What to work on:
1. State whether each statement agrees with the passage on the family as a moving train: (a) The shareholders and their spouses at the meeting ranged in age from 30 to 50. (b) The spouses had been included in business decisions in the past. (c) The planning group invited spouses to attend the meeting on a permanent basis. For each, answer yes or no and quote the deciding words from the passage.
2. Proceed with the passage on the family as a moving train, writing on from its final sentence.

Extract provided:
★ ★ ★ ★ ★ ★ ★

At a next-generation family meeting I facilitated recently, I was reminded of a concept that I typically reinforce with families: the family as a moving train. Passengers are constantly getting on, and occasionally getting off. Wealthy families must be attuned to and plan for the impact of their expanding and evolving passenger group. Those who do so effectively will increase the capabilities of the group as a whole as they oversee family assets. In most cases, they will enhance family harmony as well.

Advisors and families alike are typically focused on the impact of a family’s increase in size or on the need for good estate planning. Plans must be reviewed periodically to incorporate new family members (new spouses or grandchildren, for example) and to consider the impact of a larger group of inheritors.

But getting new passengers onto the train requires much more than good estate planning. First and foremost, the family must define who will be allowed on the train. What makes somebody an official passenger is often specified in trusts, prenuptial agreements, partnership documents or wills. But families often neglect to address who will actually be allowed to participate in wealth oversight until the decisions are thrust upon them.

At the family meeting I mentioned, the group of shareholders and their spouses ranged in age from 30 to 50. Their goal was to establish a representative body, or council, to evaluate the financial needs and expectations of the group and eventually develop an investment policy based on that feedback. As I worked with the planning group for the retreat, we struggled with whether to include spouses in our business meetings. They would be on the trip, organized as a fun getaway for this group of cousins, but in the past they had not been included in business decisions.

Our planning group decided to invite spouses to attend on a trial basis at the meeting in order to evaluate the impact and gain group feedback on the benefits and drawbacks of the spouses’ participation. The rationale was that the group now had next-generation children approaching college age. The family saw value in spouses understanding the structure and impact of the eventual inheritances their children would receive. An additional benefit was that there were talented spouses who could now take part in family decisions. Finally, many descendants said they would have shared information with their spouses anyway and relied on their input to make joint decisions. Excluding them meant possibly shutting out valuable ideas. These spouses weren’t technically on the train, but the family elected to invite them to board with a “special class ticket.”

While I do not advocate the inclusion of spouses for all families—the culture and norms of each may require other approaches—it’s worth considering if spouses expand capacity and bring new capabilities into the family.

★ ★ ★ ★ ★ ★ ★

[Pointing and labeling entries]

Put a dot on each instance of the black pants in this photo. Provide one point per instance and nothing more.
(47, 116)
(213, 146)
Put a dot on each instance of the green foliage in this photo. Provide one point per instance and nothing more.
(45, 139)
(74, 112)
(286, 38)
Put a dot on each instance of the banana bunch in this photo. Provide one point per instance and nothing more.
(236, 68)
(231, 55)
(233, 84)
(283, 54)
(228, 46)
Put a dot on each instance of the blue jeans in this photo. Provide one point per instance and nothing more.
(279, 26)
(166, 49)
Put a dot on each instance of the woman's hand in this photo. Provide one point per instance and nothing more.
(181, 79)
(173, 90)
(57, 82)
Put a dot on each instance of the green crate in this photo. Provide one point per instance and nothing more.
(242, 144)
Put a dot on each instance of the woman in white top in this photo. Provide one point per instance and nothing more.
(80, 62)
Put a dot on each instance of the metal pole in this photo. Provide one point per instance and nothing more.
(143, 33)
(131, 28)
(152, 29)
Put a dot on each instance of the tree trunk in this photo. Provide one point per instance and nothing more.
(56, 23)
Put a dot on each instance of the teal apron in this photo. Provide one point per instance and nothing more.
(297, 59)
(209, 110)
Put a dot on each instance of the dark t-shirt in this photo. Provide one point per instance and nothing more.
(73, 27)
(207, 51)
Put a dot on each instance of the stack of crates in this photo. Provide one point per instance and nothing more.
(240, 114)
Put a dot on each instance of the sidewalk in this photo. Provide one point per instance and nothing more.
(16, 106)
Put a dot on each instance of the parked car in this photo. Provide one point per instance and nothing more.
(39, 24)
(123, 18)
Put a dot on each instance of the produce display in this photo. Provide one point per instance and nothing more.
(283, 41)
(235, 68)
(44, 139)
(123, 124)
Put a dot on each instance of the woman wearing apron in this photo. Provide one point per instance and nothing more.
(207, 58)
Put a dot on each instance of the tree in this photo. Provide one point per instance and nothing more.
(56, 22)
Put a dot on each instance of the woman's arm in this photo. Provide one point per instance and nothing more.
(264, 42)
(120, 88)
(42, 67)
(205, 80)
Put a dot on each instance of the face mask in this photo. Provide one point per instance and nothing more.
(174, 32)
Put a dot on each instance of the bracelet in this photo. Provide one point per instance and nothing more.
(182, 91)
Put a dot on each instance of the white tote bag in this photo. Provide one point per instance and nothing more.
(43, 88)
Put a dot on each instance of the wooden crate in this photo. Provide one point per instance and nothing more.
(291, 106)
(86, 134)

★ ★ ★ ★ ★ ★ ★

Answers to the exercises:
1.
(a) Yes: "ranged in age from 30 to 50."
(b) No: "in the past they had not been included in business decisions."
(c) No: "decided to invite spouses to attend on a trial basis at the meeting."

2.
A similar question is, at what age should younger family members be invited into family discussions? The family I worked with decided several years ago to invite family members age 21 and over, which is common. Other families require their members to have also reached a certain education level as well.

Another thing families might require is that younger members participate in a mandatory orientation program that offers family background and context and educates future participants about important topics they will cover in meetings (such as investment terminology).

Well-organized family groups often design orientation programs for family members as they reach participation age, as well as for spouses joining the family group.

Orientations cover topics such as family history and legacy, family mission and values and the roles and responsibilities in the family system, and they offer an overview of governance and decision-making processes and policies. In order to effectively orient new family members, those from previous generations may need to spend time discussing and articulating their mission, values and goals so that they can communicate them to new family members and ideally perpetuate them.

The term “orientation” implies a onetime event, sort of like your first week at a new job. What hit home to me at the family meeting I facilitated is the importance of ongoing education. Just as the family evolves and grows, the family enterprise (whether it includes operating entities or investment assets) evolves as well. In order to establish investment expectations for the family group, we found it instructive to review the history of the family’s investments. Even those participants who believed they had a good grounding in their family’s history were surprised to learn how the family’s investment profile has evolved over time. This history shaped their thinking about what they expect from their investments in the future. A presentation on the future outlook for various sectors in which the family has holdings was important in framing these discussions.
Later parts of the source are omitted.